### YOUR INSTRUCTIONS
Repeat the entries exactly as they appear.

Region pointing data:
************

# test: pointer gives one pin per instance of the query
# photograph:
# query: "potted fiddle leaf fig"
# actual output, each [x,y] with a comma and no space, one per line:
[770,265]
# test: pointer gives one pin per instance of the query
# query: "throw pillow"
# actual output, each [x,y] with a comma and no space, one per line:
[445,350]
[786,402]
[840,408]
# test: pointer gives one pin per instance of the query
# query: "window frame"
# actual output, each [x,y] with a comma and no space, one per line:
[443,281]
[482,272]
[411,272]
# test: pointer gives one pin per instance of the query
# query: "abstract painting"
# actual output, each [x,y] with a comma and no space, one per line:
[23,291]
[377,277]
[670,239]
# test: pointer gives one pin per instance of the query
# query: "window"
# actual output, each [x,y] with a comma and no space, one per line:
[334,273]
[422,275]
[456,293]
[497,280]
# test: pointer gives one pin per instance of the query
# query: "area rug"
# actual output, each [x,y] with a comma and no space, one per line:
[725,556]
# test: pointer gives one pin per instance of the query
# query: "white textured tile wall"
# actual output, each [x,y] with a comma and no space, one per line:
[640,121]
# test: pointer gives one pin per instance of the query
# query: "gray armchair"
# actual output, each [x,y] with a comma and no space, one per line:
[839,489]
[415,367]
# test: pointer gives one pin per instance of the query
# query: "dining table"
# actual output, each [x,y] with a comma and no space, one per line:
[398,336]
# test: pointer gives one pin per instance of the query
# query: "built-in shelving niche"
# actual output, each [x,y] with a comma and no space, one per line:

************

### EXERCISE SOLUTION
# test: pointer gives one pin per instance of the query
# photograph:
# query: "potted fiddle leaf fig"
# actual output, each [x,y] with a comma and no space, one per line:
[770,265]
# test: pointer gives one pin per instance of the query
# query: "throw pillow"
# actual output, each [x,y] with a comma and no space, one per line:
[445,350]
[786,402]
[840,408]
# test: pointer gives one pin per instance of the query
# query: "window frame"
# actual output, each [x,y] with a comma and no space, one per line:
[443,281]
[482,272]
[411,272]
# test: pointer gives one pin per instance of the query
# query: "abstract painting"
# actual output, each [x,y] with a comma and no space, one per line:
[23,291]
[377,277]
[670,239]
# test: pointer gives one pin per instance of the query
# query: "window"
# actual output, each [x,y] with a comma and no space, one per line:
[334,273]
[422,275]
[456,293]
[497,280]
# test: pointer gives one pin per instance of the query
# query: "area rug"
# actual output, each [x,y] with a comma and no space, one per line:
[725,556]
# test: pointer gives one pin per instance of the query
# query: "white textured tile wall"
# actual output, each [x,y] with a comma and no space, one per line:
[640,121]
# test: pointer gives one pin per instance of the query
# query: "gray armchair"
# actual output, each [x,y] with a comma and no space, one per line:
[839,489]
[415,367]
# test: pointer gives one pin per instance of the query
# query: "dining table"
# actual output, each [x,y] with a comma and no space, one per line:
[398,336]
# test: pointer gives one pin per instance of the query
# query: "built-in shelving niche"
# actual output, each [x,y] with a comma and no space, one per line:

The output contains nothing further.